Tarea A: Resume en dos oraciones el texto sobre la residente acosada.
Tarea B: En el texto sobre la residente acosada, ¿quiénes le regalaron el chal que lleva puesto?
Tarea C: Escribe la continuación del texto sobre la residente acosada a partir de su última oración.

Texto de la página:
>>>>
Te han asignado una habitación con baño para ti sola. Gimnasio, enfermería, jardines... Estás en tu hogar. Algunas de tus compañeras son también amigas. 

Pero hay una auxiliar de clínica que te hace la vida imposible: te roba tus productos de aseo, tus compresas. Te grita que la cama la tienes que hacer tú; pero no puedes, porque casi no ves, y las piernas no te responden. Estás conversando con varios internos en un salón, e irrumpe allí chillando; te acusa de que el chal que llevas puesto, que es regalo de tus hijos, se lo has robado a otra residente. Te acosa. Abusa de su miserable posición de poder frente a tu vulnerabilidad. No cuentas nada porque no quieres preocupar a tu familia. Le estás cogiendo miedo.
<<<<
Filas de datos:
>>>>
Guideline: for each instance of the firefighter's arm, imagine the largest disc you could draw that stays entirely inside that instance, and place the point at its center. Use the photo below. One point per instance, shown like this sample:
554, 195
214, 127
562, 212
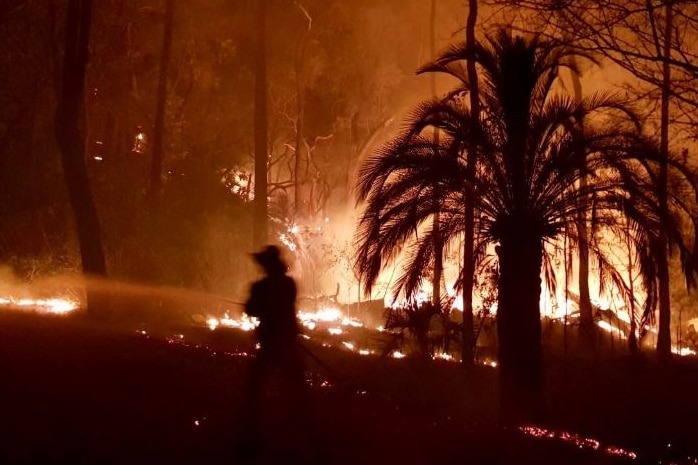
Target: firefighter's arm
254, 304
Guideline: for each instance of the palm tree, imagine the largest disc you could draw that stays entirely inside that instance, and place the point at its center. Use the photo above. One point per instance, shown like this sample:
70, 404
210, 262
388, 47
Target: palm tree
532, 151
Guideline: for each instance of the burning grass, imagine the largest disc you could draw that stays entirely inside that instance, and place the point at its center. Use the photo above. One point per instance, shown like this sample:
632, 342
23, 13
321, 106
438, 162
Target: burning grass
140, 397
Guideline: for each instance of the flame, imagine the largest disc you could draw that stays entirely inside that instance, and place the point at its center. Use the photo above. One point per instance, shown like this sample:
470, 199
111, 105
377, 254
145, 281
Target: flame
53, 306
578, 440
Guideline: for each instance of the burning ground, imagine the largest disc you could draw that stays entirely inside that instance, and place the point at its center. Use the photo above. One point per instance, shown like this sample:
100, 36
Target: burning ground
78, 392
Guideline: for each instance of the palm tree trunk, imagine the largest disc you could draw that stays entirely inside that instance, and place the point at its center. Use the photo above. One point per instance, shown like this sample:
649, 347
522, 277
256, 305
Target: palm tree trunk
159, 128
468, 346
518, 325
586, 315
72, 146
260, 130
438, 242
664, 336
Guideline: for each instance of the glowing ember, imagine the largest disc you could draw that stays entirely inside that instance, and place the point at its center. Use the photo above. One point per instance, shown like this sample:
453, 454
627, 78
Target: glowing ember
244, 323
580, 441
397, 354
52, 306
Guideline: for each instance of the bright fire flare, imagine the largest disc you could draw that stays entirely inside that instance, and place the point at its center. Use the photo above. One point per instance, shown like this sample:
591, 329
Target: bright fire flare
54, 306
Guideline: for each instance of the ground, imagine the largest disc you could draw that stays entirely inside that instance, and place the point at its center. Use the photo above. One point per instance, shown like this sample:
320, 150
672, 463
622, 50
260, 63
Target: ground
74, 392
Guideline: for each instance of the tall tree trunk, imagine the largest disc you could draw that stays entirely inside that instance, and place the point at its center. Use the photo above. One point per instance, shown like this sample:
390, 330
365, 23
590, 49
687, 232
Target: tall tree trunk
632, 337
518, 324
468, 329
159, 129
438, 241
586, 314
664, 336
300, 169
260, 130
72, 147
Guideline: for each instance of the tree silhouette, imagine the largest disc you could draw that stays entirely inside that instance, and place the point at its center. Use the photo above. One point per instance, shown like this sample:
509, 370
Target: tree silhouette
525, 190
71, 144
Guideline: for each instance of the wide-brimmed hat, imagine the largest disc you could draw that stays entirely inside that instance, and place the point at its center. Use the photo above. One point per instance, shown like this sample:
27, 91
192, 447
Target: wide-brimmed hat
270, 258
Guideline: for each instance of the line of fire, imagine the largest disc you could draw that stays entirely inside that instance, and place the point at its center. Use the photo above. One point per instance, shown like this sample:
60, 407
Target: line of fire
485, 214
<<<<
Resultado del ejercicio A: La residente tiene una habitación con baño para ella sola, dispone de gimnasio, enfermería y jardines, y algunas de sus compañeras son también amigas. Sin embargo, una auxiliar de clínica le roba sus productos de aseo, le grita y la acusa de haber robado un chal, y ella no cuenta nada para no preocupar a su familia, aunque le está cogiendo miedo.

Resultado del ejercicio B: Sus hijos.

Resultado del ejercicio C:
Tienes un hijo abogado que sabe lo que ocurre y amenaza a la auxiliar con denunciarla en el juzgado por delitos de acoso y maltrato. Ha sido mano de Santo. Ahora "te ama", te mima. No se le ocurre repetir su depravada conducta. Al menos contigo.

Has esperado a que llegue tu hijo mayor. Es el que reside más lejos y al que menos ves. Hablas con él a diario, pero no es lo mismo hablar que ver, y tocar, y besar. Te da la mano y te sientes íntimamente unida a él. Por eso fluye ese cosquilleo por tus riñones. ¡Te encuentras tan acompañada!

Te vas. Tu hija te espera en el cielo.